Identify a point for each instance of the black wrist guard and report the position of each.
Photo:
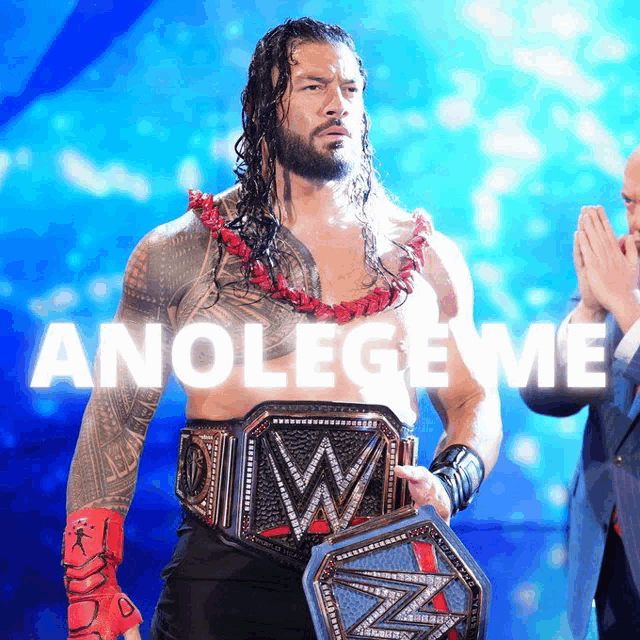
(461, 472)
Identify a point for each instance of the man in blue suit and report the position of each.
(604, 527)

● ● ● ●

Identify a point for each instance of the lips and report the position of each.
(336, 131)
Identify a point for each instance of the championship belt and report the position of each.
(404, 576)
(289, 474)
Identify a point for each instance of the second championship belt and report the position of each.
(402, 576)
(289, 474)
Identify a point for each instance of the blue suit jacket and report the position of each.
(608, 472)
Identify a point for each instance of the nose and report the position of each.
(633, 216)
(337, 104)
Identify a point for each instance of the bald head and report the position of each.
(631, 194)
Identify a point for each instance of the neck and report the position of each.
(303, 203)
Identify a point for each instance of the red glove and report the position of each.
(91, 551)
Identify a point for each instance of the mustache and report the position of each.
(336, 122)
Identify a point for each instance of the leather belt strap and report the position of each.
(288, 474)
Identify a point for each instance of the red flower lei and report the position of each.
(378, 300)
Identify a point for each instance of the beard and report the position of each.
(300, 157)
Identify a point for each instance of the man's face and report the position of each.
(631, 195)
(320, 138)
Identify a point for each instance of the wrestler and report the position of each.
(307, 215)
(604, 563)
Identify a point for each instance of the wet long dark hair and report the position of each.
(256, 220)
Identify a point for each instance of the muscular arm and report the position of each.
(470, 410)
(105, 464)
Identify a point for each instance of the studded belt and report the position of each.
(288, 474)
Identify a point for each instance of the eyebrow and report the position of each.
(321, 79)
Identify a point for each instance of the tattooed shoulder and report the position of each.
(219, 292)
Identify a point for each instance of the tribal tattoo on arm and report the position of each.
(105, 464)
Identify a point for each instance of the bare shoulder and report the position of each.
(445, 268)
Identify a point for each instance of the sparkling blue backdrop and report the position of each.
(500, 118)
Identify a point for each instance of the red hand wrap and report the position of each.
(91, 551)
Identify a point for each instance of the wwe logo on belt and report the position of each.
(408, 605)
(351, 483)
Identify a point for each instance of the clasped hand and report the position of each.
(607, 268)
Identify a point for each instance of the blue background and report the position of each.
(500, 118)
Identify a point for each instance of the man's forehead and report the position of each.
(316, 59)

● ● ● ●

▶ [THE REQUEST]: Report every row above that contains the string "suit", copying each one in full.

▶ [FULL SOLUTION]:
Identify a point for each instance of the man in blue suit and report the position of each.
Identify a point for each instance of the blue suit jacket and report the position of each.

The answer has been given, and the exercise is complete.